___ EXTRACTED INFORMATION ___

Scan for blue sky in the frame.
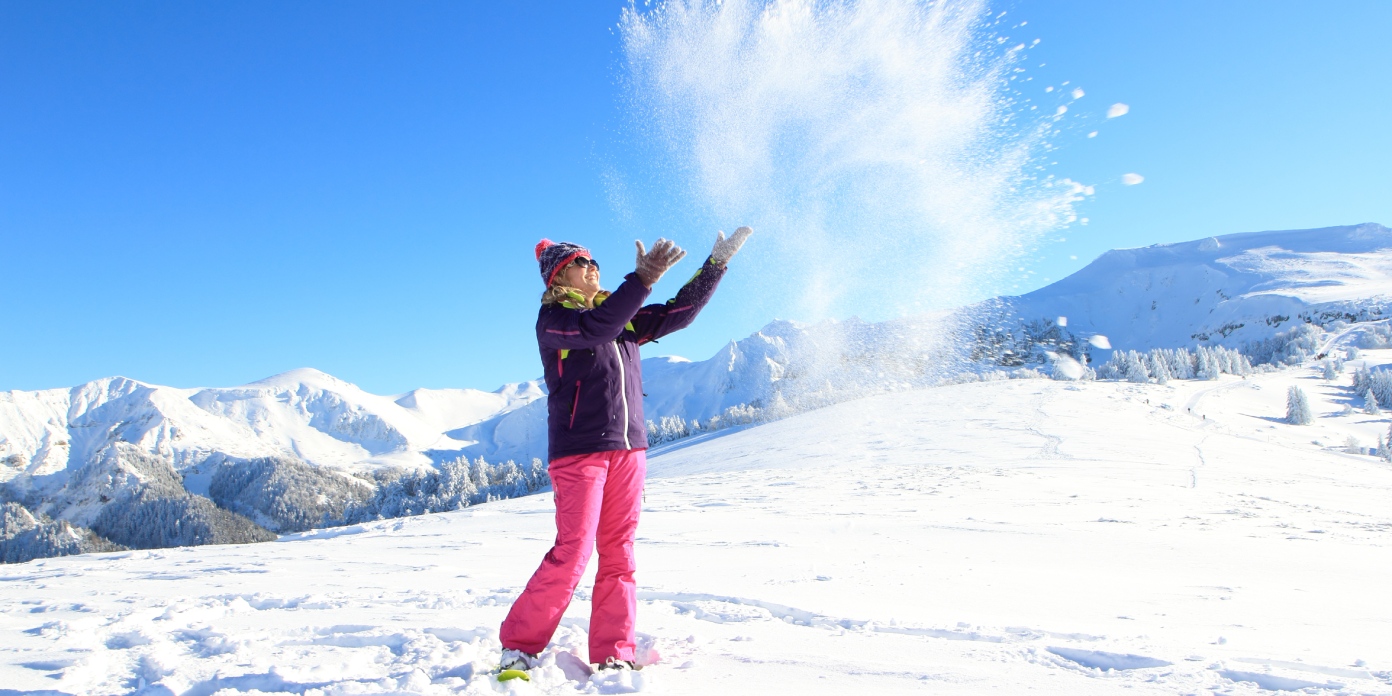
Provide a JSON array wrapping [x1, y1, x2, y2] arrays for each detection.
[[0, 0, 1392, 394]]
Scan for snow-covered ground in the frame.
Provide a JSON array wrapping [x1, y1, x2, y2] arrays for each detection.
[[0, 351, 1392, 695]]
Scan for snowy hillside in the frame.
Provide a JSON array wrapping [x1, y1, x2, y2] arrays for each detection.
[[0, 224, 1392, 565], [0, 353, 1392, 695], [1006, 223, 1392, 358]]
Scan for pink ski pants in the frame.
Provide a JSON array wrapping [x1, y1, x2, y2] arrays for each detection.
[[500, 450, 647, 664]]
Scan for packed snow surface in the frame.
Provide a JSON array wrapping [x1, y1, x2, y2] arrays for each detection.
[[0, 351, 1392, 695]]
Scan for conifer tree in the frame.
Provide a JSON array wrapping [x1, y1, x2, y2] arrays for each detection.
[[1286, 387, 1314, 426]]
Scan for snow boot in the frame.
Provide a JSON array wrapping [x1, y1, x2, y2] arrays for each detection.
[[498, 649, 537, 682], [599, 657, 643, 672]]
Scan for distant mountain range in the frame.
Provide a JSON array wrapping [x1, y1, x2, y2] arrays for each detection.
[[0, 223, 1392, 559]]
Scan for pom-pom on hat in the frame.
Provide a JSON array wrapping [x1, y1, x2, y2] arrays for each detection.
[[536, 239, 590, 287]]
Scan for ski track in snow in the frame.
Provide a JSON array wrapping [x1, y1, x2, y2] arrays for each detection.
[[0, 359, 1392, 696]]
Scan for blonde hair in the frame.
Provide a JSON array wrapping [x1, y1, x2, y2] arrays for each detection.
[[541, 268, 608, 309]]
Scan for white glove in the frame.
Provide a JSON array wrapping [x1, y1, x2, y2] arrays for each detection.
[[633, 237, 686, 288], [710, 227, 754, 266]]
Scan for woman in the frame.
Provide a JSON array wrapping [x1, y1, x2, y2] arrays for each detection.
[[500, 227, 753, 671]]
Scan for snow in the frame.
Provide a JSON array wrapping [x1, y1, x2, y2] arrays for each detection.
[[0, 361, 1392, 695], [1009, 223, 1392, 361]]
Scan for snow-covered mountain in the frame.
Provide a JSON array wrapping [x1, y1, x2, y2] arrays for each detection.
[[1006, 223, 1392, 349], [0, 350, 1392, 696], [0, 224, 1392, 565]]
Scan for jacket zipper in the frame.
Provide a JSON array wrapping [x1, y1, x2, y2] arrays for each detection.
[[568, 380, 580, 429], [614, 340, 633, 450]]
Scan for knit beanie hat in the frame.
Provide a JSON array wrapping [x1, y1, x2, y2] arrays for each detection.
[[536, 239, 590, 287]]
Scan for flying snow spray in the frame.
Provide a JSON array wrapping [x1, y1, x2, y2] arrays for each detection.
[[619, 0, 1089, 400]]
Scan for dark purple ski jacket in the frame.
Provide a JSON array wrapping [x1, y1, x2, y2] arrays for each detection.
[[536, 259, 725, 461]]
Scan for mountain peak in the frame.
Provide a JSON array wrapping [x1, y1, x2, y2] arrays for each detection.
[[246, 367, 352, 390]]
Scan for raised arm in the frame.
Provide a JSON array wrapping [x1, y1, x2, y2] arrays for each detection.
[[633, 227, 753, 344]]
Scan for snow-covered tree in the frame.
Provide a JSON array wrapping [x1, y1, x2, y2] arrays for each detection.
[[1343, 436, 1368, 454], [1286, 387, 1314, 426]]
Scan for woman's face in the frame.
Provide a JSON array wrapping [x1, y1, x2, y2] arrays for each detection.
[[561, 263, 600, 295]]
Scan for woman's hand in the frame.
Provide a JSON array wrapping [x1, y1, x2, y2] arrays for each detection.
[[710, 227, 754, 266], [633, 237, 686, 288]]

___

### DIRECTIONS
Write out the listing above again, swapping "Scan for" for "Look for" in every spot and keeping everything else the same. Don't include the pictures.

### RESPONSE TO THIS EXERCISE
Look for blue sky in the frame.
Provide a JSON array wrapping [x1, y1, x2, y2] arrays for each detection.
[[0, 0, 1392, 394]]
Look for snow-covered ground in the frame.
Provide a JSON array wrapping [x1, y1, x2, y2] arrays for each detection.
[[0, 351, 1392, 695]]
Look for snowy hillside in the frame.
Provide a JSON array wrapping [x1, y1, x2, y2] arrays for each detection.
[[0, 224, 1392, 565], [0, 353, 1392, 695], [1006, 223, 1392, 358]]
Look for pink ski pants in the frame.
Provide a JSON array wrapping [x1, y1, x2, y2] arrays for each detection.
[[500, 450, 647, 664]]
Look for packed snow surface in the frame.
Provide a JSON array wrapping [x1, y1, x2, y2] arrays for each detection.
[[0, 351, 1392, 695]]
Look for conifer tree in the frame.
Provide a JSON array wrapping [x1, y1, x2, y2] arrays for each detection.
[[1286, 387, 1314, 426]]
Look for snow boot in the frame.
Provide a JSON array wrapping [x1, y1, x2, y2] arrays for each detection.
[[498, 649, 537, 682], [599, 657, 643, 672]]
Look for distant mountain range in the frame.
Provide a JSON array wrapping [x1, y1, x2, y2] arrays for each detection.
[[0, 223, 1392, 559]]
Look for pom-pom on hat in the frame.
Provide a JSON array wrapping [x1, y1, x2, y2] arrays for each detection.
[[536, 239, 590, 287]]
Look for ski track in snow in the frame.
Provide a JSON array wrapping [x1, y1, x2, y2] arrays for each detection.
[[0, 359, 1392, 696]]
Look for blonde hair in the frame.
Provide a JSON array wrapping [x1, y1, x2, y2] arrays for each detection.
[[541, 268, 608, 309]]
Look for white glove in the frame.
Provide a JSON array wrapping [x1, y1, x2, y2] arrays for each detection.
[[633, 237, 686, 288], [710, 227, 754, 266]]
Look for woman in the frame.
Provide a JSON array wrapping [x1, y1, x2, y2] arrays for each detection.
[[500, 227, 753, 671]]
Look for snow in the frame.
Provide a JSON array wrapping [x1, y1, x2, y2] arrays for each detection.
[[0, 361, 1392, 695], [1009, 223, 1392, 361]]
Look for snow-covered mountain in the frame.
Provide a JSON array wrapping [x1, y1, x2, y2] arrays for each detection.
[[1006, 223, 1392, 349], [0, 350, 1392, 696], [0, 224, 1392, 565]]
Look for jacket zipper in the frame.
Provide a JSON array wrapping [x1, y1, x2, y2] arrays for each detection.
[[568, 380, 580, 429], [614, 340, 633, 450]]
Look for knit beanie hat in the frame.
Provide a JSON array wrapping [x1, y1, x2, y2] arrays for each detection.
[[536, 239, 590, 287]]
Look for flying snow spray in the frame.
Provide a JSON array wrapping [x1, y1, x2, y2] arrays for each detection.
[[619, 0, 1089, 400]]
Look for dark purple ski jacket in the frame.
Provide a JSON array wrapping [x1, y1, x2, y2] arrays for each detection.
[[536, 259, 725, 461]]
Look for mountain peak in the frame.
Provide a JSON array wrapping [x1, y1, x2, y2] arrays for each detection.
[[246, 367, 352, 390]]
Look for raised arm in the frame.
Provide a JSON array wrapping [x1, y1, x2, y2] arrays for each detection.
[[633, 227, 753, 344]]
Look for snow-covered tree in the frame.
Provide a JSON array wrapping [x1, y1, x2, y2] arrays for each detection.
[[1343, 436, 1368, 454], [1286, 387, 1314, 426]]
Look for woman's face in the frame.
Provide a JSON array wrapping [x1, y1, x2, y2] arrays for each detection.
[[561, 263, 600, 295]]
Look for woman's hand in the frame.
Provide a JSON array wrapping [x1, y1, x2, y2] arrays for each detection.
[[710, 227, 754, 266], [633, 237, 686, 288]]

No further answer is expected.